GOAL OF THE EXERCISE
Count the lines in the rows below that contain the word "window", treating uppercase and lowercase as different. Reply with the number only.

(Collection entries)
(begin)

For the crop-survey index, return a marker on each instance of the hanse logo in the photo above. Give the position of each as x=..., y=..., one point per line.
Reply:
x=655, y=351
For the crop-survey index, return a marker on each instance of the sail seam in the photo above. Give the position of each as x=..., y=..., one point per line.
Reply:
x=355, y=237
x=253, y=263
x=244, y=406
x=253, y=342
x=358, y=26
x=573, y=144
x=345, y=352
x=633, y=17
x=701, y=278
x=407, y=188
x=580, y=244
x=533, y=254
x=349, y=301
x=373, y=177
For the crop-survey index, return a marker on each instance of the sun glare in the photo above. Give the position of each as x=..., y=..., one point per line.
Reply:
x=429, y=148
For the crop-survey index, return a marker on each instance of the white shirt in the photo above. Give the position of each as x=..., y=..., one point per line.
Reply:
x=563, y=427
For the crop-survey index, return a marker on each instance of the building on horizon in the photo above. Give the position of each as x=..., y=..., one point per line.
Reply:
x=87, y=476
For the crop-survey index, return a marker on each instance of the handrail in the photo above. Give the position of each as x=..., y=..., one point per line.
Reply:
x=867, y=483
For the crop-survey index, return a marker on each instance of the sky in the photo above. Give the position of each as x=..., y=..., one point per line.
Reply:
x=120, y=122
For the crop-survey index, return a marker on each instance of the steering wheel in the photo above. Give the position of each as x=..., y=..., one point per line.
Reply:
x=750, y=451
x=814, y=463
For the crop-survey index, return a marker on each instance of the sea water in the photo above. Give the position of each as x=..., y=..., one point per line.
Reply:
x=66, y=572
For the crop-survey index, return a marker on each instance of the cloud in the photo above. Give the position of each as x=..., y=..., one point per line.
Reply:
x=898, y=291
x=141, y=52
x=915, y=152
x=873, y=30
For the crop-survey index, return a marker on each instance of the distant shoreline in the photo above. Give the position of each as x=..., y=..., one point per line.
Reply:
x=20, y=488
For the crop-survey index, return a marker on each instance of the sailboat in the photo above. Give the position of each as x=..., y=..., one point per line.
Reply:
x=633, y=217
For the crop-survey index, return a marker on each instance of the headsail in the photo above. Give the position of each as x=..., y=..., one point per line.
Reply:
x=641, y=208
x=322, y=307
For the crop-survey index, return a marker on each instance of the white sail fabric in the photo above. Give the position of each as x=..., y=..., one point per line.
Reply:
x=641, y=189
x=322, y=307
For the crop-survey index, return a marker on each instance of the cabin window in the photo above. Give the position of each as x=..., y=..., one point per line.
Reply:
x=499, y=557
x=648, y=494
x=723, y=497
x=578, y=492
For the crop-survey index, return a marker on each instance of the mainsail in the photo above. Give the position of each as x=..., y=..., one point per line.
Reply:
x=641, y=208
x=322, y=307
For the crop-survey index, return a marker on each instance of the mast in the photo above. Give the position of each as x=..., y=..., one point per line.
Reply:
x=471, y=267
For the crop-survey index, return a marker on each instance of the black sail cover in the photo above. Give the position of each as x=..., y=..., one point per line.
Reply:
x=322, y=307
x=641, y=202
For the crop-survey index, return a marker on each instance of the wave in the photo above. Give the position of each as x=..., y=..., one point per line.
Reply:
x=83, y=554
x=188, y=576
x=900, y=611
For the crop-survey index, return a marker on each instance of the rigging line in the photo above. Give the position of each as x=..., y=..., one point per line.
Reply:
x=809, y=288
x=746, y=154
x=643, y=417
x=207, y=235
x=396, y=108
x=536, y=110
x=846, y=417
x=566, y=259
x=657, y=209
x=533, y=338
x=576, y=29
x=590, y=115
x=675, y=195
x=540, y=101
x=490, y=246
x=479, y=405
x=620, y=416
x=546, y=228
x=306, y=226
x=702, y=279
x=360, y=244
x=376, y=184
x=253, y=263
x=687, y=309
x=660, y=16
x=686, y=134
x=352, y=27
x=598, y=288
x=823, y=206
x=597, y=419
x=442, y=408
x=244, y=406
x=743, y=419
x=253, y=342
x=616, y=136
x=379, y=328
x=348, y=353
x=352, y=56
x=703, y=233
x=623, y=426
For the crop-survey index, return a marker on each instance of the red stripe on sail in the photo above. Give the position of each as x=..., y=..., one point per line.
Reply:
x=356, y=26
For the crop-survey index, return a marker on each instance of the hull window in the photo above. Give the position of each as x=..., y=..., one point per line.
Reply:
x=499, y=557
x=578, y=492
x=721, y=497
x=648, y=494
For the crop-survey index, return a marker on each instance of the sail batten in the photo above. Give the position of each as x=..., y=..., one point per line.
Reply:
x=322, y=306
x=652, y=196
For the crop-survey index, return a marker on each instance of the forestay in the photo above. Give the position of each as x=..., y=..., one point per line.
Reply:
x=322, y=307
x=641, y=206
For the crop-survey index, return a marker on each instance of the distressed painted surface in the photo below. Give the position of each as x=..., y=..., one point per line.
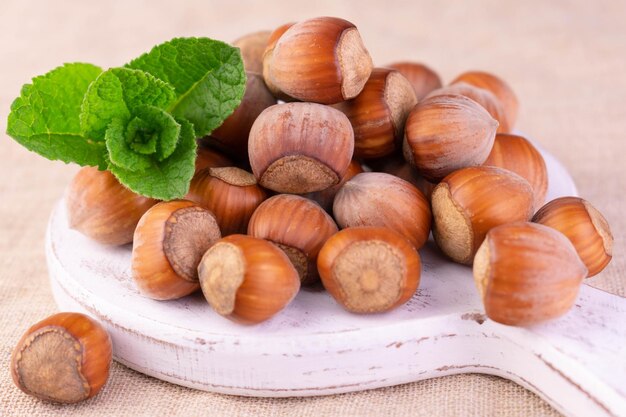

(end)

EXPECTED ANSWER
2